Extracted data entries
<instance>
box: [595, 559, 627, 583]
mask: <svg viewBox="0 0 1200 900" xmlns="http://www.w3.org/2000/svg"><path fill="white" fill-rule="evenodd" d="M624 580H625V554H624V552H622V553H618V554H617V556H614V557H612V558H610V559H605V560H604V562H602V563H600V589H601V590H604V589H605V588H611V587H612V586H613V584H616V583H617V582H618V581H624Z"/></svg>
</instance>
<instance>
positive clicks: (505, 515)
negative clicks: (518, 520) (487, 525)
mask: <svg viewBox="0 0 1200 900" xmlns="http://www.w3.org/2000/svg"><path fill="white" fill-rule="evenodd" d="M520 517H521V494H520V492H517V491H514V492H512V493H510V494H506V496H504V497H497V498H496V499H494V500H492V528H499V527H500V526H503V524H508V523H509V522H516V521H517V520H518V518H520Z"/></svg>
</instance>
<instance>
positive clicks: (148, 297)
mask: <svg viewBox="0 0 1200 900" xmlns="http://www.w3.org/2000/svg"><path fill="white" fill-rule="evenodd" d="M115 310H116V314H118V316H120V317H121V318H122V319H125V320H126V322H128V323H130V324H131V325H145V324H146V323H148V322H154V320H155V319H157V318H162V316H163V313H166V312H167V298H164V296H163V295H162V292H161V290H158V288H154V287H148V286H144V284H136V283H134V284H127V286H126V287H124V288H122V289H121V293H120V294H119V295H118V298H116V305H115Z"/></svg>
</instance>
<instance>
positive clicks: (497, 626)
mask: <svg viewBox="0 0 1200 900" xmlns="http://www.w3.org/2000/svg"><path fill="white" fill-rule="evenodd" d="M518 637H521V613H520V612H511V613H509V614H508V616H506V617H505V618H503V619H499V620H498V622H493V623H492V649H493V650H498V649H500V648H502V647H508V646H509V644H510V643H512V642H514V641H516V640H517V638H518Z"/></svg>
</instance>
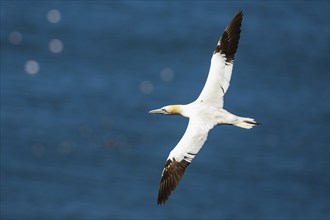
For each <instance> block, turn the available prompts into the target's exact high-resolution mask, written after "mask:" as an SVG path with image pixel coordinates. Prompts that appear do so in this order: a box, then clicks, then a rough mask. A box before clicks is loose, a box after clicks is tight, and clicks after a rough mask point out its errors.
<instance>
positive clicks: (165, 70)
mask: <svg viewBox="0 0 330 220" xmlns="http://www.w3.org/2000/svg"><path fill="white" fill-rule="evenodd" d="M160 77H161V78H162V80H163V81H165V82H170V81H172V80H173V77H174V72H173V70H172V69H171V68H164V69H162V70H161V71H160Z"/></svg>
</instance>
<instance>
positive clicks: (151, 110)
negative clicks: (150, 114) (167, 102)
mask: <svg viewBox="0 0 330 220" xmlns="http://www.w3.org/2000/svg"><path fill="white" fill-rule="evenodd" d="M149 113H150V114H162V113H164V112H163V110H162V109H161V108H159V109H155V110H151V111H149Z"/></svg>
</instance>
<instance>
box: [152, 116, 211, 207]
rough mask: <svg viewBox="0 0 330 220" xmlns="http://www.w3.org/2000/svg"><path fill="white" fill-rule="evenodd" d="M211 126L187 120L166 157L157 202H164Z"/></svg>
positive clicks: (180, 179) (161, 177)
mask: <svg viewBox="0 0 330 220" xmlns="http://www.w3.org/2000/svg"><path fill="white" fill-rule="evenodd" d="M212 127H213V125H211V126H206V125H202V124H201V122H200V120H194V119H190V120H189V124H188V127H187V129H186V132H185V133H184V135H183V136H182V138H181V140H180V141H179V143H178V144H177V145H176V146H175V148H174V149H173V150H172V151H171V153H170V155H169V156H168V158H167V161H166V164H165V167H164V169H163V173H162V177H161V181H160V188H159V192H158V204H164V203H165V202H166V200H167V199H168V197H169V196H170V195H171V193H172V192H173V191H174V189H175V188H176V186H177V185H178V183H179V181H180V180H181V178H182V176H183V174H184V171H185V169H186V168H187V166H188V165H189V164H190V163H191V161H192V160H193V159H194V157H195V156H196V154H197V153H198V151H199V150H200V149H201V148H202V146H203V144H204V142H205V141H206V139H207V135H208V131H209V130H210V129H211V128H212Z"/></svg>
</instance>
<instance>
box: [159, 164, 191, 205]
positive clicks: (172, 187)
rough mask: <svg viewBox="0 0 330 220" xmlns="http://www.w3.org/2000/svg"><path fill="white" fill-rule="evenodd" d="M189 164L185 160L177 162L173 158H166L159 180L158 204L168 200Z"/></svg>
mask: <svg viewBox="0 0 330 220" xmlns="http://www.w3.org/2000/svg"><path fill="white" fill-rule="evenodd" d="M189 164H190V163H189V162H188V161H186V160H182V161H180V162H178V161H176V160H175V159H174V158H173V160H171V159H168V160H167V161H166V164H165V167H164V171H163V174H162V178H161V181H160V187H159V192H158V200H157V204H158V205H162V204H164V203H165V202H166V201H167V200H168V198H169V197H170V195H171V194H172V192H173V191H174V190H175V188H176V187H177V185H178V184H179V182H180V180H181V178H182V176H183V174H184V172H185V169H186V168H187V166H188V165H189Z"/></svg>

### YOUR GOAL
Copy out every line in the items above that contains the word "negative".

### RESPONSE AREA
negative clicks: (518, 520) (487, 525)
negative clicks: (150, 114) (167, 102)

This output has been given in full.